→ **EXERCISE BRIEF**
Keep the pictures out while you transcribe the listing below exactly.
☆ ☆ ☆ ☆ ☆ ☆ ☆
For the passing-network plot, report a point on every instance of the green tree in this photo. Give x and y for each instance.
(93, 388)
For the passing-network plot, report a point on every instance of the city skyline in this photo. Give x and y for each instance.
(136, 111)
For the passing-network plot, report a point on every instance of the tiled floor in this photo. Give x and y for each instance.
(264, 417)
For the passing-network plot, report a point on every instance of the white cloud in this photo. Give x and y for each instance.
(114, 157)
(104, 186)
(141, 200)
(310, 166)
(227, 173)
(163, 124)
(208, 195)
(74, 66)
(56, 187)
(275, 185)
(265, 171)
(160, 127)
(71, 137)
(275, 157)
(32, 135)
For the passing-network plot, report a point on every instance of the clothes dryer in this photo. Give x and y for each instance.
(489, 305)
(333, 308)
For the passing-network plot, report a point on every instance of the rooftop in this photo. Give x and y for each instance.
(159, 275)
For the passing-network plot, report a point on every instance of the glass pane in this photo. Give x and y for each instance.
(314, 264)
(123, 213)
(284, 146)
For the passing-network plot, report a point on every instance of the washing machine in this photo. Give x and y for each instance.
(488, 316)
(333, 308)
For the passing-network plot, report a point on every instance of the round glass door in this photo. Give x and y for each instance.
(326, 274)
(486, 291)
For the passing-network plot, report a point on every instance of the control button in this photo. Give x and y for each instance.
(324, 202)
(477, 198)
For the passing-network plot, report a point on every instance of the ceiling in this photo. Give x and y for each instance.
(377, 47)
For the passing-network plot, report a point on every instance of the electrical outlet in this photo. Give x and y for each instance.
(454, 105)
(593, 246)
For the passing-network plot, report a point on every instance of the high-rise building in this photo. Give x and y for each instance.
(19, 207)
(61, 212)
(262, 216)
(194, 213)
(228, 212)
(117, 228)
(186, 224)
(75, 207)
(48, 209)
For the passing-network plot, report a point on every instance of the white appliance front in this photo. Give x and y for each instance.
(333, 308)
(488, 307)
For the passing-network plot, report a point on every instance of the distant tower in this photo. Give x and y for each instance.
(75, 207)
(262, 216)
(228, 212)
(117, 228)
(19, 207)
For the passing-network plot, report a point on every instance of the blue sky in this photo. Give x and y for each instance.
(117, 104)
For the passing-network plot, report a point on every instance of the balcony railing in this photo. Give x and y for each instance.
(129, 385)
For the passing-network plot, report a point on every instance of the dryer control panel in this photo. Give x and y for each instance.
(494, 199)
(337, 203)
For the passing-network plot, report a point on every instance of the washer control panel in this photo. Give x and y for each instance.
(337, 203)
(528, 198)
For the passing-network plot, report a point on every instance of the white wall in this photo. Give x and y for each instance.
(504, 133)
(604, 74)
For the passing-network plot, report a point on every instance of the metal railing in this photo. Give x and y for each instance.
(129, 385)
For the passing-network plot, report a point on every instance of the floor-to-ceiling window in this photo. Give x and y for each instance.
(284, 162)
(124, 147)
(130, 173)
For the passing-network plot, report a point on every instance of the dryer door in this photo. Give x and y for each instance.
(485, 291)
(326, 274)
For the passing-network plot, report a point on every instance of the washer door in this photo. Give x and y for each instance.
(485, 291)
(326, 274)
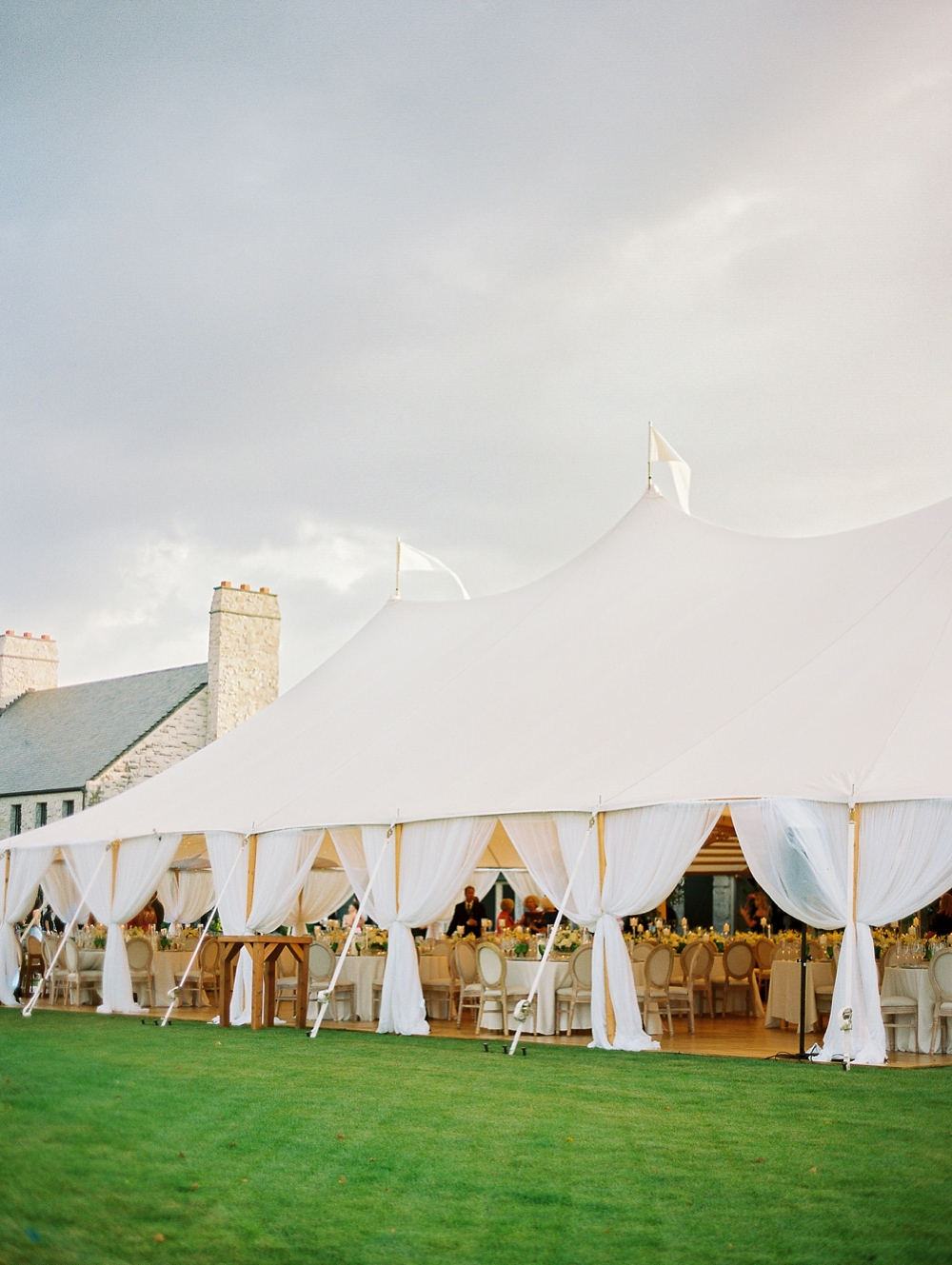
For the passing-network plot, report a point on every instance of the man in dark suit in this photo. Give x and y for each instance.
(468, 915)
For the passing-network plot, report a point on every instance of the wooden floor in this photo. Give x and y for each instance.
(733, 1038)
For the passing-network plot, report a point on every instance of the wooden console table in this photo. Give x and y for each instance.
(265, 952)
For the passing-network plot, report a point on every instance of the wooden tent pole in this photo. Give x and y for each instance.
(856, 858)
(398, 838)
(609, 1006)
(114, 845)
(252, 861)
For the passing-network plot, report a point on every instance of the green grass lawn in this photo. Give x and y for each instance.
(268, 1148)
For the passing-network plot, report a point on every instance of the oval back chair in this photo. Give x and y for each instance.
(740, 967)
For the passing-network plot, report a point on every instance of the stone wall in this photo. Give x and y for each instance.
(26, 663)
(28, 808)
(179, 735)
(243, 642)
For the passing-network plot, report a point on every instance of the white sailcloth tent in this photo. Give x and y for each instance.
(674, 663)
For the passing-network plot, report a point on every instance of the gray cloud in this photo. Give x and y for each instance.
(283, 281)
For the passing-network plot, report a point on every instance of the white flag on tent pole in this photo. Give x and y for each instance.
(415, 560)
(660, 450)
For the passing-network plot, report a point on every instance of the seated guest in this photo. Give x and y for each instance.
(756, 907)
(533, 918)
(506, 921)
(468, 915)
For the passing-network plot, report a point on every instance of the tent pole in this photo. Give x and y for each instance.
(398, 840)
(522, 1010)
(252, 863)
(173, 992)
(609, 1006)
(327, 993)
(845, 1022)
(28, 1008)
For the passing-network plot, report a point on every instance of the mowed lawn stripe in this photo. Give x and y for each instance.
(127, 1142)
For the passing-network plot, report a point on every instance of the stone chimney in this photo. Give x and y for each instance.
(26, 663)
(243, 637)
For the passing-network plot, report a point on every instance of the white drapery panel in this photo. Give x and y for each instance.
(645, 853)
(323, 892)
(20, 881)
(187, 895)
(434, 860)
(228, 856)
(522, 883)
(799, 852)
(64, 896)
(283, 860)
(119, 891)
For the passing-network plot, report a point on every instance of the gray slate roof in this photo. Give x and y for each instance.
(58, 739)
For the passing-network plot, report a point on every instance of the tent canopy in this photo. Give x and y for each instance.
(671, 661)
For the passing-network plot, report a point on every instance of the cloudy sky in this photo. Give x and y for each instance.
(283, 281)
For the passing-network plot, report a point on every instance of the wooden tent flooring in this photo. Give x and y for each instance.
(734, 1038)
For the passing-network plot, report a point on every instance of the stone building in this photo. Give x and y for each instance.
(64, 749)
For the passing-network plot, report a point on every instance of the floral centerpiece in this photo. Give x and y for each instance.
(92, 938)
(375, 940)
(567, 940)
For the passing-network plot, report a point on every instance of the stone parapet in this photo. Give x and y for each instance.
(27, 663)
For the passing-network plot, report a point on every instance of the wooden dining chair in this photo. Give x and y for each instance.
(657, 983)
(740, 972)
(764, 952)
(941, 980)
(467, 973)
(578, 991)
(491, 967)
(322, 964)
(138, 953)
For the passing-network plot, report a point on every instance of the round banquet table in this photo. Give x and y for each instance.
(913, 981)
(166, 964)
(783, 992)
(555, 976)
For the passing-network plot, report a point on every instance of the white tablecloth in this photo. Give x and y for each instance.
(166, 964)
(555, 974)
(367, 971)
(912, 981)
(783, 993)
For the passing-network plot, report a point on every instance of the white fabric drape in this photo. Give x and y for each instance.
(323, 892)
(19, 891)
(434, 860)
(645, 853)
(118, 893)
(187, 895)
(64, 896)
(283, 861)
(799, 852)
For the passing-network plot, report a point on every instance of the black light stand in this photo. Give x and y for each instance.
(802, 1056)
☆ ☆ ☆ ☆ ☆ ☆ ☆
→ **RESPONSE TO THE TASK**
For the passing-network plot, report a point on every instance of the green tree in this photo. Give x and y for each instance.
(93, 388)
For the passing-network plot, report a point on every instance of the city skyline in this photo. Give x and y for each instance.
(136, 111)
For the passing-network plot, report a point on every instance of the tiled floor in this photo. Give x and y for each instance.
(264, 417)
For the passing-network plot, report a point on every instance of the white cloud in this photo. Give x and y for each instance.
(114, 157)
(104, 186)
(141, 200)
(310, 166)
(227, 173)
(163, 124)
(208, 195)
(74, 66)
(56, 187)
(275, 185)
(265, 171)
(160, 127)
(71, 137)
(275, 157)
(32, 135)
For the passing-network plot, report a point on every instance of the clothes dryer in this photo. Give x and y for each instance.
(489, 305)
(333, 308)
For the passing-network plot, report a point on every instance of the rooftop in this photo. Give x and y for each instance.
(159, 275)
For the passing-network plot, report a point on every instance of the glass pane in this photo. Give x and y for each instance.
(314, 264)
(123, 213)
(284, 146)
For the passing-network plot, report a point on every instance of the washing machine in this photo. Give x and y for each instance.
(488, 316)
(333, 308)
For the passing-network plot, report a point on every instance of the round glass door in this photo. Give x and y for each instance.
(326, 274)
(486, 291)
For the passing-network plot, report a point on every instance of the control button in this photo. Give x and y for each instance.
(324, 202)
(477, 198)
For the passing-network plot, report a point on every instance of the ceiling in this photo. Give x and y for each instance.
(377, 47)
For the passing-network plot, report a point on every instance of the electrical outlet in this photo. Give x and y for each instance.
(454, 105)
(593, 246)
For the passing-network plot, report a point on every instance of the high-rise building in this photo. Give x and y for each instance.
(19, 207)
(61, 212)
(262, 216)
(194, 213)
(228, 212)
(117, 228)
(186, 224)
(75, 207)
(48, 209)
For the passing-network plot, report a point on every instance of the white appliance front in this photo. Give x and y for each instance.
(333, 308)
(488, 307)
For the passing-network plot, report a point on every instance of the distant tower in this photo. Give x and y for each instance.
(75, 207)
(262, 216)
(228, 212)
(117, 228)
(19, 207)
For the passing-network plot, report a point on every instance of the blue sky in this photo. Give x and y for each instance.
(117, 104)
For the passing-network plot, report a point on every instance of the balcony railing in this photo. Give x and y for each instance.
(129, 385)
For the passing-network plot, report a point on every instance of the dryer control panel in this photo. Give x and y for each instance.
(494, 199)
(337, 203)
For the passing-network plot, report a point on every instance of the washer control panel in this photo. Give x and y for each instance.
(337, 203)
(528, 198)
For the passing-network plot, report a point on every instance of the white wall in this photo. Give x and y for each instance.
(504, 133)
(604, 74)
For the passing-network plot, report a point on every instance of the metal railing in this photo. Give x and y for each instance.
(129, 385)
For the passing-network plot, report a point on every instance of the floor-to-ceiling window in this photo. Give x and y for each instance.
(284, 162)
(124, 147)
(130, 173)
For the passing-network plot, report a point on every instance of the dryer door in this photo. Give x and y for each instance.
(485, 291)
(326, 274)
For the passing-network plot, report a point on every instance of the washer door in this photo. Give x and y for each instance.
(485, 291)
(326, 274)
For the passing-network plot, report a point on every instance of the man in dark suit in this photo. Give x and y for each instance.
(468, 915)
For the passing-network plot, report a point on every instance of the wooden floor in this photo. Give x and y for each instance.
(733, 1038)
For the passing-network plot, report a point on every instance of the wooden console table in this photo. Give x and y for each instance.
(265, 952)
For the passing-network plot, report a point on every instance of the wooden tent pole in this photo. Give x and y for each instance.
(856, 858)
(398, 838)
(609, 1006)
(114, 845)
(252, 861)
For the passing-network plot, report a point on every instance of the green grass lawn in this photo. Give x and y for each instance.
(268, 1148)
For the passing-network plot, report a point on every instance of the oval back chair in this photo. Give x and y for each instance.
(740, 967)
For the passing-network plot, report a point on every instance of the stone wall in this photo. Give x and y for each instance.
(26, 663)
(28, 808)
(179, 735)
(243, 642)
For the passing-network plot, report a point on every instance of the white sailcloth tent in this photo. Give x and y for each instance.
(674, 663)
For the passing-network plot, report a point on every instance of the gray cloud in this photo. Give x and y for each instance.
(283, 281)
For the passing-network plot, report a point on every instance of the white flag on tent pole in this photo. Give x and y for each instance.
(415, 560)
(660, 450)
For the passing-network plot, report a point on every instance of the seated guest in this photo. Give x and y for each instance.
(756, 907)
(533, 918)
(506, 921)
(468, 915)
For the passing-network plot, report a point on every instance of the tent pole in this photo. Give x and y for each instance.
(398, 840)
(522, 1010)
(252, 863)
(173, 992)
(609, 1006)
(327, 993)
(845, 1022)
(28, 1008)
For the passing-network plot, report a point on every instance of the mowed lawn stripe in this photo. Give x and y for each instance.
(127, 1142)
For the passing-network plot, report a point on every instance of the stone chimney in this photo. Give x and y for each instance.
(26, 663)
(243, 637)
For the passing-network plot, report a point on every instance of the white drapery panel in this photo. Give x and y for each instance.
(645, 853)
(323, 892)
(20, 881)
(187, 895)
(434, 860)
(228, 856)
(522, 883)
(799, 852)
(64, 896)
(283, 860)
(119, 891)
For the passing-network plot, report a point on every instance of the gray slate roof in this photo. Give x and y for each instance.
(58, 739)
For the passing-network plot, report a point on every instance of the tent canopy in this photo. Give x and y for each instance.
(671, 661)
For the passing-network plot, report a point on every instance of the cloudy sky in this photo. Give x and y for each instance.
(283, 281)
For the passing-network plot, report a point on every instance of the wooden tent flooring in this photo. Give x and y for each instance.
(734, 1038)
For the passing-network plot, report a point on every instance of the stone building in this photo. Give x and y for each instance.
(64, 749)
For the passing-network plot, report a point on every instance of the floral centerpiece in this photo. Give x and y for each instance.
(92, 938)
(375, 940)
(567, 940)
For the passing-network plot, report a point on every instance of the stone parapet in this photo. Give x and y for each instance.
(27, 663)
For the passing-network plot, report a point on every instance of the wooden dining chair in this photo. Give x and y for each instance.
(657, 983)
(740, 972)
(764, 952)
(941, 980)
(467, 973)
(578, 991)
(491, 967)
(322, 964)
(138, 953)
For the passing-network plot, report a point on every instance of the round banquet table in this photo. Give x and y for each instance.
(913, 981)
(166, 964)
(783, 992)
(555, 976)
For the passing-network plot, report a point on every instance of the white tablecloth in this photo. Give x and y for each instance.
(166, 964)
(555, 974)
(367, 971)
(912, 981)
(783, 993)
For the passing-network plot, report a point on every instance of the white fabric drape in this photo. Give x and y for each instance.
(323, 892)
(19, 891)
(434, 860)
(645, 853)
(118, 893)
(187, 895)
(64, 896)
(283, 861)
(799, 852)
For the passing-network plot, report a point on every instance of the black light stand in this photo. Give x and y for each instance.
(802, 1056)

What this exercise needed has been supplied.